What the task asks: Transcribe the entries below without changing a word, and omit every picture.

Material for this task:
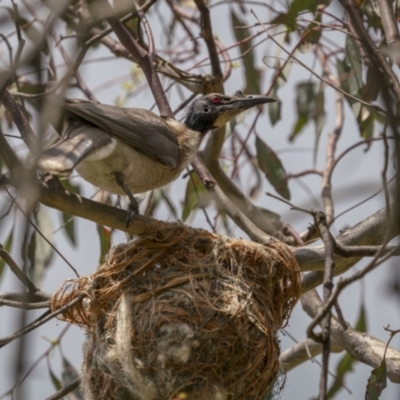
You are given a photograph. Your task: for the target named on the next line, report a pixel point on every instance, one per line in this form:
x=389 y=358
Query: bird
x=132 y=150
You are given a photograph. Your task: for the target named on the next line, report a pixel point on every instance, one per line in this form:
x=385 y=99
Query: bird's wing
x=138 y=128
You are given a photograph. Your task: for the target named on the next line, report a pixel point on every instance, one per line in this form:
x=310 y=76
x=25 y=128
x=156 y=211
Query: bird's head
x=214 y=110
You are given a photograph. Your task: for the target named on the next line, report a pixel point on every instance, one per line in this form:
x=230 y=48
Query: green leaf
x=68 y=219
x=366 y=121
x=373 y=84
x=69 y=227
x=56 y=382
x=345 y=365
x=7 y=247
x=350 y=74
x=305 y=104
x=105 y=241
x=40 y=252
x=315 y=30
x=194 y=191
x=377 y=382
x=296 y=7
x=270 y=164
x=252 y=74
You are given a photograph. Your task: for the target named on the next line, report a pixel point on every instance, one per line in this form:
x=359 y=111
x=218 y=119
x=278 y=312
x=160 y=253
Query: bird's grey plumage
x=158 y=142
x=110 y=145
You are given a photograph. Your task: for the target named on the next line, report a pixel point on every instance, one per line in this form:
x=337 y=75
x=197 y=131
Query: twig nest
x=183 y=314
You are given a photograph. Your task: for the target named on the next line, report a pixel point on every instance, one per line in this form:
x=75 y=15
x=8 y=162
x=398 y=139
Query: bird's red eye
x=215 y=99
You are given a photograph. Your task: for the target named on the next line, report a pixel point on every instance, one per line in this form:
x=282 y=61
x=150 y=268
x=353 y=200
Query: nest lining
x=183 y=314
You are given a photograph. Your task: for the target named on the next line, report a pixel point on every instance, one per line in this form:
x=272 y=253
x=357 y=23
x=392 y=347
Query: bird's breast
x=141 y=173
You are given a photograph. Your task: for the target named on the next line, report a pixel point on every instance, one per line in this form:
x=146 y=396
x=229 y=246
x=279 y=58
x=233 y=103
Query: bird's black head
x=215 y=110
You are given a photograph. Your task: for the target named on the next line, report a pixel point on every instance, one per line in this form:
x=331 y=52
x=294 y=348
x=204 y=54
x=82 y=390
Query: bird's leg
x=133 y=208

Result:
You are given a photograph. Your task: for the target named on the next line, report a pixel point on every instance, one per line in this form:
x=389 y=358
Query: bird
x=132 y=150
You are given a photograph. Your task: for the target named on the next line, report a pixel point on every instance, one per line in this form:
x=385 y=99
Query: bird's wing
x=138 y=128
You are given a photograph. Your task: for the target named on the next line, report a pixel point on every instance, one per line in this form:
x=310 y=76
x=25 y=128
x=156 y=211
Query: bird's head
x=214 y=110
You are given a photograph. Your task: for the target named on the next line, report a pixel point on every instance, one per line in this form:
x=230 y=48
Query: green leaf
x=68 y=219
x=366 y=121
x=373 y=84
x=69 y=227
x=56 y=382
x=345 y=365
x=7 y=247
x=350 y=74
x=305 y=104
x=105 y=241
x=40 y=252
x=315 y=30
x=194 y=191
x=377 y=382
x=296 y=7
x=270 y=164
x=252 y=74
You are given a photograph. Your task: for the target named on the next line, report a pixel point on every instance, one per line in this form:
x=359 y=111
x=218 y=119
x=278 y=312
x=160 y=253
Query: bird's grey plumage
x=158 y=142
x=110 y=145
You are given a photograph. Your task: for the target named on the next line, report a pixel point on every instance, one per line in this form:
x=337 y=75
x=197 y=131
Query: twig nest
x=183 y=314
You are given a photograph. Your task: for the target named on the next line, report a pixel point on every instance, one per line in this form:
x=75 y=15
x=8 y=162
x=398 y=139
Query: bird's red eye
x=215 y=99
You are given a photograph. Your task: for the target named on the next line, report a pixel point on every instance, one per line in this form:
x=282 y=61
x=150 y=268
x=353 y=200
Query: nest lining
x=183 y=314
You are given a photograph. Your task: for the target named on the next line, report a pixel point on every instance, one per line in this form:
x=272 y=253
x=357 y=23
x=392 y=347
Query: bird's breast
x=141 y=173
You are given a photograph. Your task: for the target named on the next line, report a pixel point on every instance, one per line in this form:
x=146 y=396
x=229 y=246
x=279 y=58
x=233 y=103
Query: bird's black head
x=215 y=110
You are given a photograph. Your task: for the target named on the next line, report a pixel point on every instance, one per line in this form:
x=331 y=52
x=294 y=348
x=204 y=54
x=82 y=390
Query: bird's leg
x=133 y=208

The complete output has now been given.